__What is asked__.
1. Do these statements agree with the post about The Recruit? Answer yes or no for each, and quote the words from the post that decide it. (a) The show runs eight episodes on Netflix. (b) Owen Hendricks has worked as a CIA lawyer for many years. (c) The spy who wants out of prison is Belarusian.
2. Write out the part of the post about The Recruit from "3-2-1: The Recruit" up to and including "for career gains.".

__Reading passage__.
____________

Wednesday, March 1, 2023

3-2-1: The Recruit

 2023, 8 episodes - Netflix
created by Alexi Hawley (The Rookie, The Following)

The Plot 100

CIA lawyer Owen Hendricks is only days into his first professional gig when he comes across a "grey mail" case that threatens to expose a vast network of undercover agents. In attempting to handle the case, Hendricks finds himself way over his head, not only in dealing with the Belarusian spy wanting out of prison, but in navigating the cutthroat politics of working for the government, the intense competition and backstabbing within the agency, and in sacrificing his own personal life for career gains.

____________

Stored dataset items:
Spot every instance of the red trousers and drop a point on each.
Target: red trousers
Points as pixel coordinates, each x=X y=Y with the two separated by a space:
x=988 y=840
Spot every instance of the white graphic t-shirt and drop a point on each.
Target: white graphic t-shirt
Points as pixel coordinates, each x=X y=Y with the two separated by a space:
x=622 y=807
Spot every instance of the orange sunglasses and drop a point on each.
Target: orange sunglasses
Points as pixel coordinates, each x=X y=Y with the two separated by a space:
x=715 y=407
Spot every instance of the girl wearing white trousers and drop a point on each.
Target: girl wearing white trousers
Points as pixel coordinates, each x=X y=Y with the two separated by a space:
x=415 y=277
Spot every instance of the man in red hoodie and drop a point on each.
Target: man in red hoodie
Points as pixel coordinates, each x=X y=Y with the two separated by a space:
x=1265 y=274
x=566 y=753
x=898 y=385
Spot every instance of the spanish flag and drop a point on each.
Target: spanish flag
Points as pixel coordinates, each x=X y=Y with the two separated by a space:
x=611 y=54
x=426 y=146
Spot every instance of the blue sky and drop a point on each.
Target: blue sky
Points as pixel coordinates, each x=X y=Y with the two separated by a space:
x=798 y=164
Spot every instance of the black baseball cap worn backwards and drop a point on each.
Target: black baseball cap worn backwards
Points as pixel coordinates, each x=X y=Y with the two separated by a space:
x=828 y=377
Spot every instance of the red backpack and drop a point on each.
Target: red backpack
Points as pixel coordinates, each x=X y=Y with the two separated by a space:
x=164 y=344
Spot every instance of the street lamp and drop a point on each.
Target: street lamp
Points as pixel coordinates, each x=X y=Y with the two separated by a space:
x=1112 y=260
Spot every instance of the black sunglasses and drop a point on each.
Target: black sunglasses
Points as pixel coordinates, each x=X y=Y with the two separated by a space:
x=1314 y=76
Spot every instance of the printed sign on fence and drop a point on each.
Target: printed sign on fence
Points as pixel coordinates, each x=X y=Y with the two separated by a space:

____________

__Outputs in order__.
1.
(a) Yes: "2023, 8 episodes - Netflix"
(b) No: "is only days into his first professional gig"
(c) Yes: "the Belarusian spy wanting out of prison"

2.
3-2-1: The Recruit

 2023, 8 episodes - Netflix
created by Alexi Hawley (The Rookie, The Following)

The Plot 100

CIA lawyer Owen Hendricks is only days into his first professional gig when he comes across a "grey mail" case that threatens to expose a vast network of undercover agents. In attempting to handle the case, Hendricks finds himself way over his head, not only in dealing with the Belarusian spy wanting out of prison, but in navigating the cutthroat politics of working for the government, the intense competition and backstabbing within the agency, and in sacrificing his own personal life for career gains.